**Tarefas:**
**a)** Copie integralmente o texto sobre a demissão de Erik ten Hag do Manchester United.
**b)** Transcreva sem nenhuma alteração as linhas que vêm depois da fonte, da linha que contém "Identify each instance of the dark" até a última dessas linhas, inclusive. Não inclua as imagens na resposta.

____ Fonte

Na última segunda-feira (28), o Manchester United colocou fim à “era Erik ten Hag” e anunciou a demissão do treinador holandês após pouco mais de dois anos de trabalho.

A saída do treinador ocorre em meio a um péssimo início de temporada, com os Red Devils mal tanto na Premier League quanto na Europa League.

Por trás dos resultados ruins, porém, estão muitos outros fatores, como contratações que “floparam” e a insatisfação dos jogadores com métodos de trabalho do comandante.

Abaixo, a ESPN apresenta os principais motivos que levaram à demissão de Ten Hag, mesmo após a recente conquista da FA Cup e da renovação de contrato até 2026.

Jogadores questionaram métodos de treinamento enquanto lesões aumentavam

O atacante Jadon Sancho foi um dos vários problemas que Ten Hag enfrentou durante uma segunda temporada particularmente difícil em Old Trafford. As lesões eram um problema, e não apenas o volume delas: o United teve de lidar com 45 casos separados durante aquela campanha.

Os jogadores questionaram a intensidade de algumas sessões de treinamento e muitas vezes pensaram que poderiam se beneficiar de programas mais individualizados. Um jogador sênior atribuiu seus problemas de lesão ao fato de ter sido solicitado a treinar da mesma forma que membros muito mais jovens do elenco, acreditando, em vez disso, que deveria ter mais tempo para se recuperar após os jogos.

Fontes disseram à ESPN que Ten Hag usava treinamento extra como resposta a resultados e desempenhos ruins, o que muitos jogadores consideravam contraproducente. Eles se sentiam cansados antes do próximo jogo, perdiam e então recebiam mais treinos adicionais. A resposta de Ten Hag era sempre que o futebol da Premier League é intenso, e, portanto, o treinamento deve ser igual.

________
____ Dados brutos

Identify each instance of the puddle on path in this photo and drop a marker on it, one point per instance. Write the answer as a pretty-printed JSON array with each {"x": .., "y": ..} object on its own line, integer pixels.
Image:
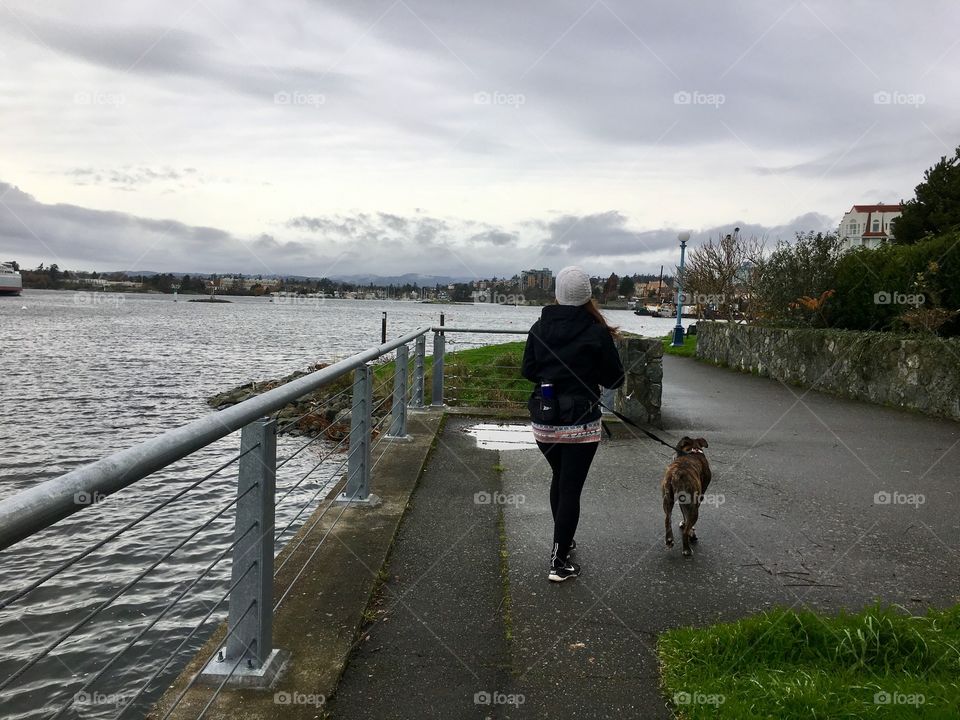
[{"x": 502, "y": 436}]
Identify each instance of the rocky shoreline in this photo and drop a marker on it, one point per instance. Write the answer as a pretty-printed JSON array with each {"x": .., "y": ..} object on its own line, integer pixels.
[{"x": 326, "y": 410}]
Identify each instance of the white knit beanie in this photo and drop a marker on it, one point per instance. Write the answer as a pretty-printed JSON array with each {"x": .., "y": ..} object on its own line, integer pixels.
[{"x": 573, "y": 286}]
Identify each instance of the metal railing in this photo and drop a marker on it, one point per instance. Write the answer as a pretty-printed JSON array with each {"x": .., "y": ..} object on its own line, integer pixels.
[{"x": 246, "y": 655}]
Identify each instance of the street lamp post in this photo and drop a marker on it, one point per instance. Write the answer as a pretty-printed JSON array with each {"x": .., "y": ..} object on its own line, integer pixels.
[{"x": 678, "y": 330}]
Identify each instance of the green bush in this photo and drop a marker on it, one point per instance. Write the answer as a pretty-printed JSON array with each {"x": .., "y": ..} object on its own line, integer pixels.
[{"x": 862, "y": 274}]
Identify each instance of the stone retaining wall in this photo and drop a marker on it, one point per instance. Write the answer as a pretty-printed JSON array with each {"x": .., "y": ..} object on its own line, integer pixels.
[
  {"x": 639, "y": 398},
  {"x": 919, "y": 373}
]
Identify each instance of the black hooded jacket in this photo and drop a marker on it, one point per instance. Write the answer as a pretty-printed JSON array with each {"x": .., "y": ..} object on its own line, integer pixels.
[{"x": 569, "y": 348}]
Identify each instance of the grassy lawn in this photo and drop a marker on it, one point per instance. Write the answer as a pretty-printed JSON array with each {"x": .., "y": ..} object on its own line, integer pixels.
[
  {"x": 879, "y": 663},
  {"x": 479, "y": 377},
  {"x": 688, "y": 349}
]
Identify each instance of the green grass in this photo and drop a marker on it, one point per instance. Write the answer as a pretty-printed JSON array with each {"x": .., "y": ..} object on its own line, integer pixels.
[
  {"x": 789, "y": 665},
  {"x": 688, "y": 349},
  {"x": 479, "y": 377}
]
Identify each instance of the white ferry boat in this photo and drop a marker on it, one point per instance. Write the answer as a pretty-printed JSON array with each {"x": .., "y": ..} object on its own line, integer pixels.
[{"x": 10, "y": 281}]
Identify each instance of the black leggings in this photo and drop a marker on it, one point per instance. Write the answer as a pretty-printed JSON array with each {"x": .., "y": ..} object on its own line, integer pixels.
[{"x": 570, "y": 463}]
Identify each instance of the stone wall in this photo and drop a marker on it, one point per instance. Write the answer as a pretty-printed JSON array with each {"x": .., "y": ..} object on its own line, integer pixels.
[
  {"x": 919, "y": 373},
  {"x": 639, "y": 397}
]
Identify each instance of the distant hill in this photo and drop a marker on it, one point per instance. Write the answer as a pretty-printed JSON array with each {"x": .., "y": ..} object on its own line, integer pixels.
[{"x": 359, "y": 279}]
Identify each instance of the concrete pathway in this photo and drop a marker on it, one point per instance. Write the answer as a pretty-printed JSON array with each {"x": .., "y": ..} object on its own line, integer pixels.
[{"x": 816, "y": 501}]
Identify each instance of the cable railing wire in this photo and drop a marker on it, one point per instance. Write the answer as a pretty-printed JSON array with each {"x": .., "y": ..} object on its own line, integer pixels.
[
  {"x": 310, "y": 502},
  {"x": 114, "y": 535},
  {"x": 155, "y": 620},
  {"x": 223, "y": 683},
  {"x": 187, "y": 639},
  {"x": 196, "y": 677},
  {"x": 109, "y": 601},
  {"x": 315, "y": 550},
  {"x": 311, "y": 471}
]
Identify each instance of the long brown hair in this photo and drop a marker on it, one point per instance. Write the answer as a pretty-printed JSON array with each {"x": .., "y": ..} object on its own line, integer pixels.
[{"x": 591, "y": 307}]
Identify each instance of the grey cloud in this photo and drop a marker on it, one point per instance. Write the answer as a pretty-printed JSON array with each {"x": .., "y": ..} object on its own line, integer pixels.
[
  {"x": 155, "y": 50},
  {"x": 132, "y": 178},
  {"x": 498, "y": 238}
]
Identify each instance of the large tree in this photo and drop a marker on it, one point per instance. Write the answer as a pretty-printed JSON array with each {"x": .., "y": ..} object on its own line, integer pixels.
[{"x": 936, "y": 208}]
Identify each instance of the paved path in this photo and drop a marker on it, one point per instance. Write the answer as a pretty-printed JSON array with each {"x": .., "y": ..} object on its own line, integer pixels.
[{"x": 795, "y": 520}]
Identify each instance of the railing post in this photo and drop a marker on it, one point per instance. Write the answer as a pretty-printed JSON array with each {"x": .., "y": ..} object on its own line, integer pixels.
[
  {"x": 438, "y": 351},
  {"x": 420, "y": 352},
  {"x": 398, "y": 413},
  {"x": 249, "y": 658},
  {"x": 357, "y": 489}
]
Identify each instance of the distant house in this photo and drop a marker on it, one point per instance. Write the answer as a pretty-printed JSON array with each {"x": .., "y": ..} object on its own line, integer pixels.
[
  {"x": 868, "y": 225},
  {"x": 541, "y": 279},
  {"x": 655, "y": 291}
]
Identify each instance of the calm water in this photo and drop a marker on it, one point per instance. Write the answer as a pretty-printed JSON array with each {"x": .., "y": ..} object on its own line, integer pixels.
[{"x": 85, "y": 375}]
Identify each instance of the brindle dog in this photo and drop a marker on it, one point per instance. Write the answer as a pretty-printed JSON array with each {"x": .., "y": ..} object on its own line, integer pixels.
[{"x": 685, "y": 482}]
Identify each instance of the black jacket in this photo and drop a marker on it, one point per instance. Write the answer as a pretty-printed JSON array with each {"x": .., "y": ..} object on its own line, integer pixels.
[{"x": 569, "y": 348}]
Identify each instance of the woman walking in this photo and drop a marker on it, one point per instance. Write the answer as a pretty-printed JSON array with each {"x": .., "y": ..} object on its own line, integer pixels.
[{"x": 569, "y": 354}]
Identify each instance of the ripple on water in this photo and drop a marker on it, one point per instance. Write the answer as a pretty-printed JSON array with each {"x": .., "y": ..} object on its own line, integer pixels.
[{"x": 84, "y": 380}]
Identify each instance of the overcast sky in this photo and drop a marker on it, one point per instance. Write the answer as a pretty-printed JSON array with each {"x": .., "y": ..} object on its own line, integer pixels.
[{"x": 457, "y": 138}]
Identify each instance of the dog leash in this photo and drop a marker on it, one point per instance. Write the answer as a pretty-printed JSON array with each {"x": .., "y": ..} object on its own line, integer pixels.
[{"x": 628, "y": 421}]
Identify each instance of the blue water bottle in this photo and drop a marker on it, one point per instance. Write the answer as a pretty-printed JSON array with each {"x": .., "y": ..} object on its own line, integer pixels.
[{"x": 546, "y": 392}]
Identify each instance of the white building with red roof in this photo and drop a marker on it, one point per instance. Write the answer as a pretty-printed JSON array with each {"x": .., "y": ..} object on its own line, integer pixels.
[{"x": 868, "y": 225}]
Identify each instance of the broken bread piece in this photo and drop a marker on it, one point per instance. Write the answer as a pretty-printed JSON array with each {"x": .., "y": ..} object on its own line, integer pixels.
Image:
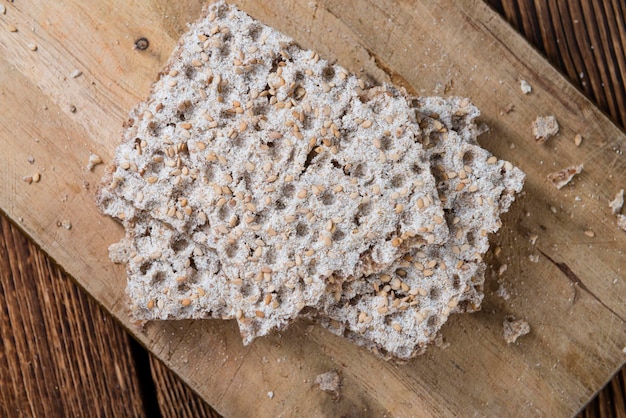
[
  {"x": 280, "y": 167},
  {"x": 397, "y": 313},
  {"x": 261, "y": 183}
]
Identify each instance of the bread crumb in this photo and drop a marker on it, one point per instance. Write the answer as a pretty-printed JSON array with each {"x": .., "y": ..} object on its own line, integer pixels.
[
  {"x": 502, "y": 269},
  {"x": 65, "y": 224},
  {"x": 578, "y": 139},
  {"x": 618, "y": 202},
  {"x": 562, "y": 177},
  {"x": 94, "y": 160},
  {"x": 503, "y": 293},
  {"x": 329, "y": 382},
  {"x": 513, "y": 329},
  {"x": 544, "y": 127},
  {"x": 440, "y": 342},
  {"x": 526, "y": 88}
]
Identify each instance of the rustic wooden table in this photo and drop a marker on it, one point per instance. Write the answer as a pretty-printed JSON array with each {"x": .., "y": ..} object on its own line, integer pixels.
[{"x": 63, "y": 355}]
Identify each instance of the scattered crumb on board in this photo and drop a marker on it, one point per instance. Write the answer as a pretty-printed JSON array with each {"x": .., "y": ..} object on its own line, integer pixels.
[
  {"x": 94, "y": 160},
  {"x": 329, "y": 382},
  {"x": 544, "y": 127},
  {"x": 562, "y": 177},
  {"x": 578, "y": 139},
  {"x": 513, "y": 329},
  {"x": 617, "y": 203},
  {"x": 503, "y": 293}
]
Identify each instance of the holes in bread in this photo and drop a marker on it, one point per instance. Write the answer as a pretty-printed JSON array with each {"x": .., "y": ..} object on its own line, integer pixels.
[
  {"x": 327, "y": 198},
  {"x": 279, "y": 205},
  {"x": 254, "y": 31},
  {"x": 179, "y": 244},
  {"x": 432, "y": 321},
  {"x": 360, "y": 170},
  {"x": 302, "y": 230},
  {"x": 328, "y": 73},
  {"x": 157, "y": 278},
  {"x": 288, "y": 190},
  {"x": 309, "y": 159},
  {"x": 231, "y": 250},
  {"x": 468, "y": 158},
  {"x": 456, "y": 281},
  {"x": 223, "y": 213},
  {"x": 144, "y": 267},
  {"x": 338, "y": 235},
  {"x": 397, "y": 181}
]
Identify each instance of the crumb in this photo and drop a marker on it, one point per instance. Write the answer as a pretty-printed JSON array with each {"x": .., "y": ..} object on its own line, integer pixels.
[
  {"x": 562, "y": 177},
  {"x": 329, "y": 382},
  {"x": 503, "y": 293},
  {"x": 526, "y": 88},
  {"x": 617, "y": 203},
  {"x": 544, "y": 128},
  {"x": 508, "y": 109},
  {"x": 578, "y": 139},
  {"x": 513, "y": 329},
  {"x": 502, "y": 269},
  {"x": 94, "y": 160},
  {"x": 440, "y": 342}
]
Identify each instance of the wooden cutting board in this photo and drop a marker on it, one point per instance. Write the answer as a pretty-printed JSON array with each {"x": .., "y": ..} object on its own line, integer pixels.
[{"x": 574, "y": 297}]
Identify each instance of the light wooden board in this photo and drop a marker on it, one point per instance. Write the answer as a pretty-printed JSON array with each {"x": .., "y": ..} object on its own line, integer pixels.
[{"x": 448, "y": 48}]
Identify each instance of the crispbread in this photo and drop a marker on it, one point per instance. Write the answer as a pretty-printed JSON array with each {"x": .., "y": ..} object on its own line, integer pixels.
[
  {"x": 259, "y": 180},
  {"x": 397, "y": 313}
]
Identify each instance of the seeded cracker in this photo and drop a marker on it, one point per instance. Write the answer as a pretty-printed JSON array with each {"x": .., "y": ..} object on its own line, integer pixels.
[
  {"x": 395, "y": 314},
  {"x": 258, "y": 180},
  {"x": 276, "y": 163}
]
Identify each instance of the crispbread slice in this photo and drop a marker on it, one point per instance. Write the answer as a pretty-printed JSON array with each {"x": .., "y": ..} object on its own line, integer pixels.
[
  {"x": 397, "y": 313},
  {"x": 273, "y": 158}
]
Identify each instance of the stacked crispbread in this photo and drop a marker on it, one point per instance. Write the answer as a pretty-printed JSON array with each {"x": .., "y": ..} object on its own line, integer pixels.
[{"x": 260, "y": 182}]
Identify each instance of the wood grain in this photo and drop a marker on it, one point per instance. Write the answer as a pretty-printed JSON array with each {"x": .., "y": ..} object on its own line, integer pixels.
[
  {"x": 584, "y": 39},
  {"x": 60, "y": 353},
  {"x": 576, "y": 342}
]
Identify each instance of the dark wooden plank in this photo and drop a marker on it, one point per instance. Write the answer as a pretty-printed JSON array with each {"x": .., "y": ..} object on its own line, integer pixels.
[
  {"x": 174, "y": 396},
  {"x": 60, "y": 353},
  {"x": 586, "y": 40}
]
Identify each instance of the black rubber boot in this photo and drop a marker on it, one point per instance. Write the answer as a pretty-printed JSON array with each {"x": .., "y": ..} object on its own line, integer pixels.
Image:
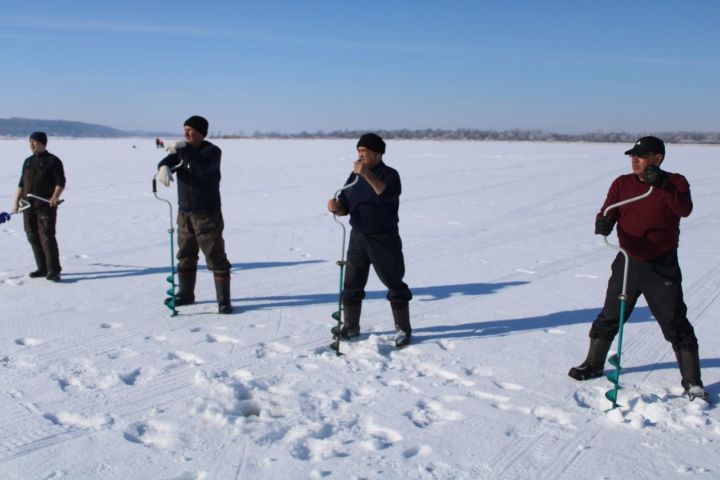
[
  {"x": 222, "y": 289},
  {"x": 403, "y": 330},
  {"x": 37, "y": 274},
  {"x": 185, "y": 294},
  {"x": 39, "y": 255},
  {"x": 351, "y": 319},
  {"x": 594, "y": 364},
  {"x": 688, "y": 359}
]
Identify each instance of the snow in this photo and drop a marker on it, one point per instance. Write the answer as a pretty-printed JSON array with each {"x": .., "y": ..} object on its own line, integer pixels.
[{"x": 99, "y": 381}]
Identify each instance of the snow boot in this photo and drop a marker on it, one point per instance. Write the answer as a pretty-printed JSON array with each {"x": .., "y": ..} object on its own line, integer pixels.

________

**Respostas esperadas:**
**a)**
Na última segunda-feira (28), o Manchester United colocou fim à “era Erik ten Hag” e anunciou a demissão do treinador holandês após pouco mais de dois anos de trabalho.

A saída do treinador ocorre em meio a um péssimo início de temporada, com os Red Devils mal tanto na Premier League quanto na Europa League.

Por trás dos resultados ruins, porém, estão muitos outros fatores, como contratações que “floparam” e a insatisfação dos jogadores com métodos de trabalho do comandante.

Abaixo, a ESPN apresenta os principais motivos que levaram à demissão de Ten Hag, mesmo após a recente conquista da FA Cup e da renovação de contrato até 2026.

Jogadores questionaram métodos de treinamento enquanto lesões aumentavam

O atacante Jadon Sancho foi um dos vários problemas que Ten Hag enfrentou durante uma segunda temporada particularmente difícil em Old Trafford. As lesões eram um problema, e não apenas o volume delas: o United teve de lidar com 45 casos separados durante aquela campanha.

Os jogadores questionaram a intensidade de algumas sessões de treinamento e muitas vezes pensaram que poderiam se beneficiar de programas mais individualizados. Um jogador sênior atribuiu seus problemas de lesão ao fato de ter sido solicitado a treinar da mesma forma que membros muito mais jovens do elenco, acreditando, em vez disso, que deveria ter mais tempo para se recuperar após os jogos.

Fontes disseram à ESPN que Ten Hag usava treinamento extra como resposta a resultados e desempenhos ruins, o que muitos jogadores consideravam contraproducente. Eles se sentiam cansados antes do próximo jogo, perdiam e então recebiam mais treinos adicionais. A resposta de Ten Hag era sempre que o futebol da Premier League é intenso, e, portanto, o treinamento deve ser igual.

**b)**
Identify each instance of the dark wooden plank in this photo and drop a marker on it, one point per instance. Write the answer as a pretty-printed JSON array with each {"x": .., "y": ..} object on its own line, integer pixels.
[
  {"x": 174, "y": 396},
  {"x": 60, "y": 353},
  {"x": 586, "y": 40}
]
Identify each instance of the black rubber boot in this photo and drop a marker on it, one point per instance. Write the answer as a pretty-printed JSON array with each {"x": .., "y": ..} object on its own line, integer pixels.
Image:
[
  {"x": 222, "y": 289},
  {"x": 403, "y": 330},
  {"x": 37, "y": 274},
  {"x": 185, "y": 294},
  {"x": 39, "y": 255},
  {"x": 351, "y": 319},
  {"x": 594, "y": 364},
  {"x": 688, "y": 359}
]
Identify each instance of the snow in this photo and drop a marker on it, one point per instance. Write the answer as a pretty-printed JSON array with each {"x": .., "y": ..} object on its own line, integer pixels.
[{"x": 99, "y": 381}]
Identify each instance of the snow boot in this photo and drop a marker on it, one point per instance. Write the answer as a pretty-printed JSON array with each {"x": .., "y": ..} object on its own line, integer pixels.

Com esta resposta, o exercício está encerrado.